> _Short problem A_: Please recast the records as a numbered list with blank lines omitted, starting with the line containing "Objective — a point for each instance of the sandy" and going on through the last line of the records.
* START Excerpt to read *
I dislike any approach that requires me to design, implement, and run a 
magic "mapping server" for each and every Rx-based service.  A large part 
of the point of rxgk was to introduce support for decent encryption and 
advanced features, allowing rx to be authenticated using any mechanism 
without requiring magic separate tools.

The purpose of aklog is not and never EVER EVER has been to "translate" 
tickets into a form that rxkad can use.  User-mode applications can AND 
SHOULD use Kerberos tickets or other authentication mechanisms directly. 
IMHO it is important that this continue to be the case, not only for the 
cache manager but also for user-mode AFS tools and for non-AFS services 
like adm, stage, and others.

This requires that every client be able to perform all steps of the 
exchange, rather than retrieving a "token" someone else has prepared for 
them.  It requires that clients be able to determine who to talk to to 
conduct the exchange, which is simplest when it is the same as the server 
you are trying to authenticate to.  And it requires that rx application 
servers get to find out the client's actual identity, rather than relying 
on an external "mapping service" which hides the identity from them.  If 
the server wants to map the client's authentication identity onto something 
else, then the server can perform that mapping or contact a service that 
does so.  It should not be done beforehand by a client that has to guess 
what the server wants and which mapping service to talk to, and it should 
not be done in a fashion that changes the client's identity in his 
authentication credentials.


> The pratical approach was to map ahead, as it required no change to AFS.
* END Excerpt to read *
> _Short problem B_:
Answer these questions from the excerpt above:
(i) Which two non-AFS services are given as examples?
(ii) What was a large part of the point of rxgk?
(iii) According to the quoted line at the end, why was mapping ahead the practical approach?
* START Record extracts *
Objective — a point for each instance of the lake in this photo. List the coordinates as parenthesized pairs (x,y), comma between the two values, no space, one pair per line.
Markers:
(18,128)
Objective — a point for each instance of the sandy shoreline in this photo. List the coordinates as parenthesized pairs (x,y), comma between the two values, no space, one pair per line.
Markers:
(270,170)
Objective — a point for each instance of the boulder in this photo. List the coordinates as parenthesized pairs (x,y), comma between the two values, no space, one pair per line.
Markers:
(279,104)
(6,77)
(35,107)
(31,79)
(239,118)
* END Record extracts *
> _Full response A_:
1. Objective — a point for each instance of the sandy shoreline in this photo. List the coordinates as parenthesized pairs (x,y), comma between the two values, no space, one pair per line.
2. Markers:
3. (270,170)
4. Objective — a point for each instance of the boulder in this photo. List the coordinates as parenthesized pairs (x,y), comma between the two values, no space, one pair per line.
5. Markers:
6. (279,104)
7. (6,77)
8. (35,107)
9. (31,79)
10. (239,118)

> _Full response B_:
(i) adm and stage.
(ii) To introduce support for decent encryption and advanced features, allowing rx to be authenticated using any mechanism without requiring magic separate tools.
(iii) It required no change to AFS.